Tugas Diberikan 1 → Carilah semua baris dalam data di bawah yang memuat string "post", lalu salin setiap baris tersebut.

+++ Potongan Teks

Berikut ini beberapa strategi yang dapat dikembangkan sebagai alternatif dalam pembinaan baca tulis al-Qur’an:
1. Melalui Muatan Lokal Baca Tulis Al-Qur’an (BTQ)
Peraturan Mendiknas RI Nomor 22 Tahun 2006 bab II tentang Standar Isi untuk Satuan Pendidikan Dasar dan Menegah, menerangkan bahwa Struktur Kurikulum SMP memuat 10 mata pelajaran, muatan lokal, dan pengembangan diri.
Selanjutnya, pada Peraturan Mendiknas tersebut juga dinyatakan bahwa beban belajar peserta didik sebanyak 32 jam per minggu, dan satuan pendidikan dapat menambah 4(empat) jam pelajaran.
Berkaitan dengan hal tersebut, satuan pendidikan dapat menggunakan tambahan alokasi waktu tersebut satu hingga dua jam untuk Baca Tulis al-Qur’an dan memasukkannya sebagai salah satu muatan lokal, yang tercantum dalam struktur kurikulum.
Muatan lokal Baca Tulis al-Qur’an adalah salah satu strategi yang sangat efektif dilakukan, karena dengan demikian pembelajaran Baca Tulis al-Qur’an akan merupakan salah satu mata pelajaran, dan bagian integral dari struktur kurikulum sekolah.
Beberapa hal yang perlu diperhatikan:
a. Muatan lokal merupakan mata pelajaran, sehingga satuan pendidikan harus mengembangkan Standar Kompetensi dan Kompetensi Dasar sendiri.
b. Karena merupakan mata pelajaran, maka guru harus mempersiapkan perangkat pembelajaran sebagaimana mata pelajaran lainya, yaitu program tahunan dan semester, sillabus, rencana pelaksanaan pembelajaran (RPP), dan sebagainya.
Contoh Standar Kompetensi dan Kompetensi Dasar muatan lokal Baca Tulis al-Qur’an dapat dilihat pada lampiran.
2. Melalui Kegiatan Ekstra Kurikuler
Mengingat dalam intrakurikuler Pendidikan Agama Islam yang diajarkan di dalam kelas tidak cukup waktu maka perlu tambahan melalui ekstra kurikuler/kegiatan keagamaan lainnya.
Ekstrakurikuler dapat diartikan sebagai kegiatan pendidikan yang dilakukan di luar jam pelajaran tatap muka. Kegiatan tersebut dilaksanakan di dalam dan/atau di luar lingkungan sekolah dalam rangka memperluas pengetahuan, wawasan, meningkatkan keterampilan, dan menginternalisasi nilai-nilai atau aturan-aturan agama serta norma-norma sosial baik lokal, nasional, maupun global untuk membentuk insan yang paripurna.
Kegiatan ekstrakurikuler bertujuan untuk membantu perkembangan peserta didik, sesuai dengan kebutuhan, potensi, bakat, dan minat mereka melalui kegiatan yang secara khusus diselenggarakan oleh pendidik dan atau tenaga kependidikan yang berkemampuan dan berkewenangan di sekolah.

++++++
+++ Cuplikan Data

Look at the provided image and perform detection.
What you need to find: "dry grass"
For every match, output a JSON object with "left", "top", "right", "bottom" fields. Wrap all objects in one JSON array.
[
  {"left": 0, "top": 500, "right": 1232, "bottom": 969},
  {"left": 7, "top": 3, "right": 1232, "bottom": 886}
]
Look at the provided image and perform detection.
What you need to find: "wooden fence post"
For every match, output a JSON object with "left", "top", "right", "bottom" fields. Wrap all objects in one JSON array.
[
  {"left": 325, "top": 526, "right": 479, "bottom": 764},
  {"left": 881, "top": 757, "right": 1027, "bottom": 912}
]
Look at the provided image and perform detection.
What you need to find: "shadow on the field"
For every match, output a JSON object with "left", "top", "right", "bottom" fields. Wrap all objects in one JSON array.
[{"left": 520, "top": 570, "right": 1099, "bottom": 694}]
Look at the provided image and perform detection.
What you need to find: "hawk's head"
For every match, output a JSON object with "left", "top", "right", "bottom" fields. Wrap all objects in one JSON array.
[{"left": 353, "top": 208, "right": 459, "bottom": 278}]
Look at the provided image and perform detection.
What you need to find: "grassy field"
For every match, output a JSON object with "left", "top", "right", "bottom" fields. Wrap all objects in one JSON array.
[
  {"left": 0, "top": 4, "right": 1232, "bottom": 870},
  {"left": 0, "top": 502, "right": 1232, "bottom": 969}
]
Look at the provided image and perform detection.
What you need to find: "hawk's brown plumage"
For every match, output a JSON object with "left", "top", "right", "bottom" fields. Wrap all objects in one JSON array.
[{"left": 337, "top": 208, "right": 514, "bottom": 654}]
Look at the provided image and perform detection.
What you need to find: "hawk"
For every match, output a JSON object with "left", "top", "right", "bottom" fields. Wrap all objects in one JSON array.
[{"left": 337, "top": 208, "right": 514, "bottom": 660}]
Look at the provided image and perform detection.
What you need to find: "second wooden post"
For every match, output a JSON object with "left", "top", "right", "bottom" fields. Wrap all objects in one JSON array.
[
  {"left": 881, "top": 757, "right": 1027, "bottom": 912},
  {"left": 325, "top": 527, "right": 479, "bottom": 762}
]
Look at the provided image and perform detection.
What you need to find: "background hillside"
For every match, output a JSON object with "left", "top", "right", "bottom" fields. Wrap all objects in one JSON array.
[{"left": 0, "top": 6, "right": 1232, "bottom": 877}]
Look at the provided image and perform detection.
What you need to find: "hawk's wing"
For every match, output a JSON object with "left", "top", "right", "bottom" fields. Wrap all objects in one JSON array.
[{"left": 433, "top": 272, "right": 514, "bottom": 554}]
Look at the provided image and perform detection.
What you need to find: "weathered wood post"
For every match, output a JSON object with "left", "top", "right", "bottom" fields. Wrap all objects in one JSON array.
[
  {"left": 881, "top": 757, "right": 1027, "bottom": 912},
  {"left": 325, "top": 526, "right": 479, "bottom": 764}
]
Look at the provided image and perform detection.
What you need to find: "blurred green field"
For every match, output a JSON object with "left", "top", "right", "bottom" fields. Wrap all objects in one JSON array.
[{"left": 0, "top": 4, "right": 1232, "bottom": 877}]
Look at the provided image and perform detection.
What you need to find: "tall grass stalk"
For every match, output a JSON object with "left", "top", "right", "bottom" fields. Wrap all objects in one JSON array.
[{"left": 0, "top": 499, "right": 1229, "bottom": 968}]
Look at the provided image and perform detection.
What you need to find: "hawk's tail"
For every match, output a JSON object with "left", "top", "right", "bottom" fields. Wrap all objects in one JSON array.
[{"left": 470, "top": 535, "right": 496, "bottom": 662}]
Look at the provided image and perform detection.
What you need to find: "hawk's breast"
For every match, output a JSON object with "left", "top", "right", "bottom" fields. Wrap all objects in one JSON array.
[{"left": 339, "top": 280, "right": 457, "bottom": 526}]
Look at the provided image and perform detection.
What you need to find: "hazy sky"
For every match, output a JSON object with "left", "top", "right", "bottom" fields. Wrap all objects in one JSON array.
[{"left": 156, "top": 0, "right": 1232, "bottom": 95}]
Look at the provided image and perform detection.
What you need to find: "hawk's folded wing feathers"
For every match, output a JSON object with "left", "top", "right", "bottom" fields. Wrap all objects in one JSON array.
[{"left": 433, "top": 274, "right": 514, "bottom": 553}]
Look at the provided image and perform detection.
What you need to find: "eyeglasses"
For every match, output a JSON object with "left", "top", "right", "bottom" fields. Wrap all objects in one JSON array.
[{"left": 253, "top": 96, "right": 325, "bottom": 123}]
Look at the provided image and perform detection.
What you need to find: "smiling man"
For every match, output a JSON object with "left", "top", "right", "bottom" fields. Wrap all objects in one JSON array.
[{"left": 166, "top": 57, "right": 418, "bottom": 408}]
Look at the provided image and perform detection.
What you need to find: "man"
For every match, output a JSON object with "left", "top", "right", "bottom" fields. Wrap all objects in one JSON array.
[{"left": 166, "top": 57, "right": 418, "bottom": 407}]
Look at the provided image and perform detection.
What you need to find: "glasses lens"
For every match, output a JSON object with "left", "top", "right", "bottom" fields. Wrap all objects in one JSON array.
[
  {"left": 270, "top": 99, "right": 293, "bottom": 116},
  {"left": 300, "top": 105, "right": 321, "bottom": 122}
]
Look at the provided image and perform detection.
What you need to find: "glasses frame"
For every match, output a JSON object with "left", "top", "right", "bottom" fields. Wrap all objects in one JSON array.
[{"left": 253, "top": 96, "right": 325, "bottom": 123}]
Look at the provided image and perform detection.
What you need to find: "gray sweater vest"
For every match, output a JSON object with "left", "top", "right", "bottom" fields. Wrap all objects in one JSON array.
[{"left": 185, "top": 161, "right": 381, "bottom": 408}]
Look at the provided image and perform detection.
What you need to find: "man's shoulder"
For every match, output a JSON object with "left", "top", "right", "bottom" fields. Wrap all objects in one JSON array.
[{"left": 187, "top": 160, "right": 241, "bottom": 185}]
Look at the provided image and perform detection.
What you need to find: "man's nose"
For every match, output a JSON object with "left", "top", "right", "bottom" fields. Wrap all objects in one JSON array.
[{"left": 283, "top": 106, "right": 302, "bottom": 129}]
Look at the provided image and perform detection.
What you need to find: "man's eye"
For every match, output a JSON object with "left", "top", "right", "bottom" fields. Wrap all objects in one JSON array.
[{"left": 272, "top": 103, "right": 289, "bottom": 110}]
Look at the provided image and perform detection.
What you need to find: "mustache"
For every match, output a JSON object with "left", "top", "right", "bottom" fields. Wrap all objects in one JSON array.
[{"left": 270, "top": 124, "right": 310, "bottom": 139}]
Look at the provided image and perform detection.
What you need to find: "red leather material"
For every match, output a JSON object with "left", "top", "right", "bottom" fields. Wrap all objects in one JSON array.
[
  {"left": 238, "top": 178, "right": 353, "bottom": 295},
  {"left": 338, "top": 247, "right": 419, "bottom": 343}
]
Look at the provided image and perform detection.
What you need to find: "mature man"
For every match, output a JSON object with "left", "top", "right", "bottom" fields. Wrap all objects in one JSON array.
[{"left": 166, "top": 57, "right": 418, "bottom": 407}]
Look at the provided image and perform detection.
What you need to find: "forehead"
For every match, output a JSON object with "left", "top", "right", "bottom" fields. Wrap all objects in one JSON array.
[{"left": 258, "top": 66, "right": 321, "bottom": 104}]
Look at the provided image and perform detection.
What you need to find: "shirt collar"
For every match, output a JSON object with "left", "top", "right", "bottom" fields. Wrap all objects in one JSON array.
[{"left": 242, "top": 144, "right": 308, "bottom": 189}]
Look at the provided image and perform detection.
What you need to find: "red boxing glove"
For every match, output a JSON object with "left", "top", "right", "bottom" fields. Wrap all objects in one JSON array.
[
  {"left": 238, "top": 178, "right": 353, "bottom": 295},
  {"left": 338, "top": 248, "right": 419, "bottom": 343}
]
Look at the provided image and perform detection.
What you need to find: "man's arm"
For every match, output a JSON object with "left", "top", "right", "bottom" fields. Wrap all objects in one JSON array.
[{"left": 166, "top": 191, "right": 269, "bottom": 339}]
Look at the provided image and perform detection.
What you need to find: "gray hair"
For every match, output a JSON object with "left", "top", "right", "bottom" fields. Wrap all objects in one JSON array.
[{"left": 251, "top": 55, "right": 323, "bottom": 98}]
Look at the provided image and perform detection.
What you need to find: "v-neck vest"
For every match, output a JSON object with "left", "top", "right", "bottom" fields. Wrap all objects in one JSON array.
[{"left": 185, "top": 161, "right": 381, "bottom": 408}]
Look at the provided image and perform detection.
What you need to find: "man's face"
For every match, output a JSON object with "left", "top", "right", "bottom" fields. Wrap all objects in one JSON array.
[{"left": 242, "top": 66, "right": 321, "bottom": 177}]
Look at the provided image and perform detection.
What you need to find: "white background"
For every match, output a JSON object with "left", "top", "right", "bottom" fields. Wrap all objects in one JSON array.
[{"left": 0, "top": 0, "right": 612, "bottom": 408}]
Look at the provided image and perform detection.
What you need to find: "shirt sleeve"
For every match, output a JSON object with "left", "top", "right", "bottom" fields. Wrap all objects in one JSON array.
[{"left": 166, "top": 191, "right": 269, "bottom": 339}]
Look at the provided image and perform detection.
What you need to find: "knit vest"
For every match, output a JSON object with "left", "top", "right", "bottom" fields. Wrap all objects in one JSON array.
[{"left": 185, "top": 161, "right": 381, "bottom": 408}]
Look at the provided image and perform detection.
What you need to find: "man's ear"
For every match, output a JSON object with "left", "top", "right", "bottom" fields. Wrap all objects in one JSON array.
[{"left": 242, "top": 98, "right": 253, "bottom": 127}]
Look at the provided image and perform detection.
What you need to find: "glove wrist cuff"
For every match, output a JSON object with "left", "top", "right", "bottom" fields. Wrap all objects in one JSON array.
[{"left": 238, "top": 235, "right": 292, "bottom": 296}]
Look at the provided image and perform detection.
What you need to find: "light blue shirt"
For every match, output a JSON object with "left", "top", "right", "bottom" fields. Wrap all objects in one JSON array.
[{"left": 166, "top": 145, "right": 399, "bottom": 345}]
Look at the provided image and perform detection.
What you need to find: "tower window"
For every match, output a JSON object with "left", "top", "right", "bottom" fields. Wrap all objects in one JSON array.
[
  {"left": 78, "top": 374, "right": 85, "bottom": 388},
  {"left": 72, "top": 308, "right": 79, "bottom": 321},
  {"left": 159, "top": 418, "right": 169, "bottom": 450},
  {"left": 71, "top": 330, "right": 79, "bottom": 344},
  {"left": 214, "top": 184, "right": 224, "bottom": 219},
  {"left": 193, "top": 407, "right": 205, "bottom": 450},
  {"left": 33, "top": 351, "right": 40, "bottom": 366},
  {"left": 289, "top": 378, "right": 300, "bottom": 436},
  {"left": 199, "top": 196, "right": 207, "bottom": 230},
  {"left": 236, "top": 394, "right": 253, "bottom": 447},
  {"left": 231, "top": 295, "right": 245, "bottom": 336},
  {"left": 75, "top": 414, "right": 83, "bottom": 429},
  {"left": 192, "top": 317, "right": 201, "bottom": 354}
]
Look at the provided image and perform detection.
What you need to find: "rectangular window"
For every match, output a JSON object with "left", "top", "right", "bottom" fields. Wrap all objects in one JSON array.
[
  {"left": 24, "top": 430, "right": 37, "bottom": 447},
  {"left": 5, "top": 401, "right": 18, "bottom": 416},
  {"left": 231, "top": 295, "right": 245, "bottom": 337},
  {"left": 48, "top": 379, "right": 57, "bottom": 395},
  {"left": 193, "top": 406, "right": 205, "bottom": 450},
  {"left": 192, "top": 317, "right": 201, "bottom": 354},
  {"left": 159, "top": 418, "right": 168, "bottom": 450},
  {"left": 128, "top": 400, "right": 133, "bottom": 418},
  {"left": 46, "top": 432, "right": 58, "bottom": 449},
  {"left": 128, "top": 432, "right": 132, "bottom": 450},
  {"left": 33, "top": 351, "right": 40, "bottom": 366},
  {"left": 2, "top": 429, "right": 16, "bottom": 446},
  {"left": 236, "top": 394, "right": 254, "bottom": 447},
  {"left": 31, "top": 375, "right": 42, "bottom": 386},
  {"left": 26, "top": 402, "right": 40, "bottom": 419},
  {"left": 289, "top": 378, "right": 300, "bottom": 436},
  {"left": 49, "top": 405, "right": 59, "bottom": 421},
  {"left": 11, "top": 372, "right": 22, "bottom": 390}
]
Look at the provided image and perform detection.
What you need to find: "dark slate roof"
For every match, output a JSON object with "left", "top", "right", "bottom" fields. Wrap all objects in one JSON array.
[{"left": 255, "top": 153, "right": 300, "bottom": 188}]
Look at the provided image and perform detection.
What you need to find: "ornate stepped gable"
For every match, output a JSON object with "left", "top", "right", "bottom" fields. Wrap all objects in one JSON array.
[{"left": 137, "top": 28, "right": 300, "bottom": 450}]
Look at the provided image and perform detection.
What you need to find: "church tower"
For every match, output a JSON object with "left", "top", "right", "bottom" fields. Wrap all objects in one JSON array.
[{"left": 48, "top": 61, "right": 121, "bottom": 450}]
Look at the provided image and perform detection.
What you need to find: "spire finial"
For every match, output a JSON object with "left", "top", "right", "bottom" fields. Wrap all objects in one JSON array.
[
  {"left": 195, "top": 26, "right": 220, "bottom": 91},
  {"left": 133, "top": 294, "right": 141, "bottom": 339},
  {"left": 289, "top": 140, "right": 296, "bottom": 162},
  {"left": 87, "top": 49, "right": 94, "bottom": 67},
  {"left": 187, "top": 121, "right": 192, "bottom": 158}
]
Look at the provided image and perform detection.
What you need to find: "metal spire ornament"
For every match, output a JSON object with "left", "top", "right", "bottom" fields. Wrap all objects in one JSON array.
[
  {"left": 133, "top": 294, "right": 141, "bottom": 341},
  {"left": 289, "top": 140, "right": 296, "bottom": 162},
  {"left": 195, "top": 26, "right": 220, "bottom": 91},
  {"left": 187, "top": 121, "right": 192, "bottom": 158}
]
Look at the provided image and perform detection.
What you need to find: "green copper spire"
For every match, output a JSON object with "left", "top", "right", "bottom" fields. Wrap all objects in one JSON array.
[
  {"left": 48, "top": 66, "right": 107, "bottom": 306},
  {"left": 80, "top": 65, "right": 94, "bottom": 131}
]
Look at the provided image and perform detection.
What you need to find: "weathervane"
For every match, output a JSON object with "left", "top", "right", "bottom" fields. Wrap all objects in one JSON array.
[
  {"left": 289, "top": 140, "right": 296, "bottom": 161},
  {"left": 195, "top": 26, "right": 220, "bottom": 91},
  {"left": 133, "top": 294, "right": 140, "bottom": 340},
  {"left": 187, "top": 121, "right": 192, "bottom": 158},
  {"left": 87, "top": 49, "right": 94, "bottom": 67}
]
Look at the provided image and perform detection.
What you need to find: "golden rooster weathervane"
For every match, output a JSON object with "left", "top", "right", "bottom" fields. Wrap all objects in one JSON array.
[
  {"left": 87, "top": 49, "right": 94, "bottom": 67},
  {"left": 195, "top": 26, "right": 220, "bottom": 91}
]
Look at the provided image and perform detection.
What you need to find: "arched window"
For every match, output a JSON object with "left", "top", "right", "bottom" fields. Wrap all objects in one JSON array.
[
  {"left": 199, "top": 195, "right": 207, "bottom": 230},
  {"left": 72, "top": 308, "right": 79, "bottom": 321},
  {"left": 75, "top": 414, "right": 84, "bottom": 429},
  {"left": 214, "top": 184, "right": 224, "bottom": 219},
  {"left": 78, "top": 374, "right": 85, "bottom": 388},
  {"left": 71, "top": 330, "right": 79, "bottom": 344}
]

++++++

Tugas Diberikan 2 → Menurut teks tentang pembinaan baca tulis al-Qur’an di atas, berapa jam per minggu beban belajar peserta didik?

Jawaban Akhir 1 →
What you need to find: "wooden fence post"
What you need to find: "second wooden post"
What you need to find: "weathered wood post"

Jawaban Akhir 2 → Beban belajar peserta didik sebanyak 32 jam per minggu.